**TASK:**
Go through the listing below and return every line exactly.

**RECORDS SUPPLIED:**
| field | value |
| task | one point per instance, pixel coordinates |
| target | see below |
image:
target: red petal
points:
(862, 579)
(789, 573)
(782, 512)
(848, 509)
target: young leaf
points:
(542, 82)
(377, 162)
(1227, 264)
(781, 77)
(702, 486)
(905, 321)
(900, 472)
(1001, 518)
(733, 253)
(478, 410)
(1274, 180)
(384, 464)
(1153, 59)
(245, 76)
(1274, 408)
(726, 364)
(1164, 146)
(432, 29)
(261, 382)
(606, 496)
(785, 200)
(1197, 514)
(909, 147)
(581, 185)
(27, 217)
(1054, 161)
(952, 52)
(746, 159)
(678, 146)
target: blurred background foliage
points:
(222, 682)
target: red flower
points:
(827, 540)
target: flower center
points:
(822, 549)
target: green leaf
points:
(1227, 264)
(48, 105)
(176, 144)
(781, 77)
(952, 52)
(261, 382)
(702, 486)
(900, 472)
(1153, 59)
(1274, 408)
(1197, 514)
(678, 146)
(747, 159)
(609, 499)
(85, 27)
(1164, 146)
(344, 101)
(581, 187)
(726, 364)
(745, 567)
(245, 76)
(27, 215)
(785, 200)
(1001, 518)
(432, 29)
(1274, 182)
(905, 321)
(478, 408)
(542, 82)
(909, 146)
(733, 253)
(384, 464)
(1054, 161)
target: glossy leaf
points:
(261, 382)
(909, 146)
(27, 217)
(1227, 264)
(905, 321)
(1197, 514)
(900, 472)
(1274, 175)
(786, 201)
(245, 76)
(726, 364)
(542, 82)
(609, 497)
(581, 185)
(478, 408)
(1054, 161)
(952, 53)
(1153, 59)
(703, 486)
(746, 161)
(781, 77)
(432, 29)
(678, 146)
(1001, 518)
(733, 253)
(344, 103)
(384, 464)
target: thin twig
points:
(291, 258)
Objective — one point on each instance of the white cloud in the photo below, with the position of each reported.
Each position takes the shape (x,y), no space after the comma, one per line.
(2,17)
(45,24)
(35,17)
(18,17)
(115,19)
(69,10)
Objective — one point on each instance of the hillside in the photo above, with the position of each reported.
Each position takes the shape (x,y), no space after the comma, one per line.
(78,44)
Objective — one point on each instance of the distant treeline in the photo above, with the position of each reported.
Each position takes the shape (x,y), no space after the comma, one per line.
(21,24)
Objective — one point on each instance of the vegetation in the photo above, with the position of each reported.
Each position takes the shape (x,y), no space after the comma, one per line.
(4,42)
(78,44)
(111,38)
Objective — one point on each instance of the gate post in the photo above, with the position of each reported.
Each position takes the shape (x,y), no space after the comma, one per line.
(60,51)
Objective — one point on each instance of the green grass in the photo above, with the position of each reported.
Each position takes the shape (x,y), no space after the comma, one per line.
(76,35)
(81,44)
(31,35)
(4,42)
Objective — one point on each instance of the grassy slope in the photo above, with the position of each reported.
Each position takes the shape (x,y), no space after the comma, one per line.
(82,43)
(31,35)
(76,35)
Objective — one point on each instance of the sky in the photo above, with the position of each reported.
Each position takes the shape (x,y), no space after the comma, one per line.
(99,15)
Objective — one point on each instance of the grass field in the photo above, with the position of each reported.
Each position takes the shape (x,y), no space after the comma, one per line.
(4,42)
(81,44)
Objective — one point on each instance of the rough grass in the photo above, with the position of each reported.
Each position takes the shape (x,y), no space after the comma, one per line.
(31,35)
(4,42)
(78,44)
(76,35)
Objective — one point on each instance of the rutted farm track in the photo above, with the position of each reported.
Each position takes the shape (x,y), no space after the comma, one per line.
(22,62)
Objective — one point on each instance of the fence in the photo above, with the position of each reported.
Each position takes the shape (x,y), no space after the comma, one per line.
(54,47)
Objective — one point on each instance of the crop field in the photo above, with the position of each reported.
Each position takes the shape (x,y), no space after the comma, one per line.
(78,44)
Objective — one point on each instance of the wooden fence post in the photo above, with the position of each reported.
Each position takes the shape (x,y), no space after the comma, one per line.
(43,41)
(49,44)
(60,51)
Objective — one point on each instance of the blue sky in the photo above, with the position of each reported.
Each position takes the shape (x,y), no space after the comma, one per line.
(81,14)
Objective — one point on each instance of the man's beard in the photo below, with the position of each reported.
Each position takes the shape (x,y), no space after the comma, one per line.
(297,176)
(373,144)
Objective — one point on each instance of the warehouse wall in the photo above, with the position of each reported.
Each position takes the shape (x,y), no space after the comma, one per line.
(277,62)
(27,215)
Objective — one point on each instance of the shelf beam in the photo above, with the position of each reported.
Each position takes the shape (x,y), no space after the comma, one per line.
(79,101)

**WRITTEN ANSWER:**
| field | value |
| task | one point per instance, pixel coordinates |
| target | see below |
image:
target: red petal
points:
(862, 579)
(789, 573)
(782, 512)
(848, 509)
target: young leaf
points:
(542, 82)
(377, 162)
(1227, 264)
(781, 77)
(702, 486)
(905, 321)
(900, 472)
(1001, 518)
(733, 253)
(478, 410)
(1274, 180)
(384, 464)
(1153, 59)
(245, 76)
(1274, 408)
(726, 364)
(1164, 146)
(432, 29)
(261, 382)
(606, 496)
(785, 200)
(1197, 514)
(909, 147)
(581, 185)
(27, 217)
(1054, 161)
(952, 52)
(746, 159)
(678, 146)
target: blurred background foliage
points:
(222, 682)
target: red flower
points:
(827, 540)
target: flower center
points:
(822, 549)
target: green leaf
points:
(1227, 264)
(48, 105)
(176, 144)
(781, 77)
(952, 52)
(261, 382)
(702, 486)
(900, 472)
(1153, 59)
(1274, 408)
(1197, 514)
(678, 146)
(747, 159)
(609, 499)
(85, 27)
(1164, 146)
(344, 101)
(581, 187)
(726, 364)
(745, 567)
(245, 76)
(27, 215)
(785, 200)
(1001, 518)
(432, 29)
(1274, 182)
(905, 321)
(478, 408)
(542, 82)
(909, 146)
(733, 253)
(384, 464)
(1054, 161)
target: glossy leaf
points:
(261, 382)
(909, 146)
(27, 217)
(1227, 264)
(905, 321)
(1197, 514)
(900, 472)
(1274, 175)
(786, 201)
(245, 76)
(726, 364)
(542, 82)
(609, 497)
(581, 185)
(478, 408)
(1054, 161)
(952, 53)
(1153, 59)
(703, 486)
(746, 161)
(781, 77)
(432, 29)
(678, 146)
(1001, 518)
(733, 253)
(344, 103)
(384, 464)
target: thin twig
points:
(291, 258)
Objective — one point on each instance of the white cloud in the photo below, with the position of each reported.
Each position takes the shape (x,y), no space after the comma, one per line.
(2,17)
(45,24)
(35,17)
(18,17)
(115,19)
(69,10)
Objective — one point on each instance of the hillside in the photo above, with the position of each reported.
Each position takes the shape (x,y), no space after the comma, one per line.
(78,44)
Objective — one point on each instance of the distant treeline in the photo above, with the position of each reported.
Each position takes the shape (x,y), no space after the comma, one per line.
(21,24)
Objective — one point on each instance of the vegetation in the photo above, with the position of each reported.
Each position takes the shape (x,y), no space after the comma, one per line.
(4,42)
(78,44)
(111,38)
Objective — one point on each instance of the gate post in the photo above, with the position of each reported.
Each position takes the shape (x,y), no space after the comma, one per line.
(60,51)
Objective — one point on each instance of the green grass in the photo above, with the position of each reported.
Each position takes the shape (x,y), no space after the comma, one per line.
(76,35)
(81,44)
(31,35)
(4,42)
Objective — one point on each instance of the grassy slope in the photo above, with the position of each reported.
Each position takes the shape (x,y), no space after the comma, one per line.
(82,43)
(31,35)
(76,35)
Objective — one point on each instance of the sky in the photo above, with the position of each reported.
Each position takes the shape (x,y), no space after the comma, one per line.
(99,15)
Objective — one point on each instance of the grass field in the photo above, with the position of each reported.
Each position takes the shape (x,y), no space after the comma, one per line.
(4,42)
(81,44)
Objective — one point on each instance of the rough grass in the photo above, with the position of each reported.
Each position takes the shape (x,y), no space after the comma, one per line.
(31,35)
(4,42)
(78,44)
(76,35)
Objective — one point on each instance of the rutted farm track in the photo above, with the position of each reported.
Each position takes the shape (x,y), no space after the comma, one per line.
(22,62)
Objective — one point on each instance of the fence in the photo above, with the position of each reported.
Each position takes the shape (x,y), no space after the comma, one per line.
(54,47)
Objective — one point on each instance of the crop field in the photo above, with the position of each reported.
Each position takes the shape (x,y), no space after the comma, one per line.
(78,44)
Objective — one point on each instance of the wooden fence post in the photo above, with the position of each reported.
Each position takes the shape (x,y), no space after the comma, one per line.
(43,41)
(49,44)
(60,51)
Objective — one point on each instance of the blue sky in the photo above, with the position of each reported.
Each position takes the shape (x,y), no space after the comma, one per line.
(81,14)
Objective — one point on each instance of the man's beard in the photo below, with the position of each reported.
Each position takes the shape (x,y), no space after the comma, one per line.
(297,176)
(373,144)
Objective — one point on each instance of the warehouse wall in the photo above, with the position of each reported.
Each position takes the shape (x,y), no space after the comma, one per line.
(277,62)
(27,215)
Objective — one point on each instance of the shelf beam in the photo above, with the position of each reported.
Each position takes the shape (x,y), no space after the comma, one per line.
(79,101)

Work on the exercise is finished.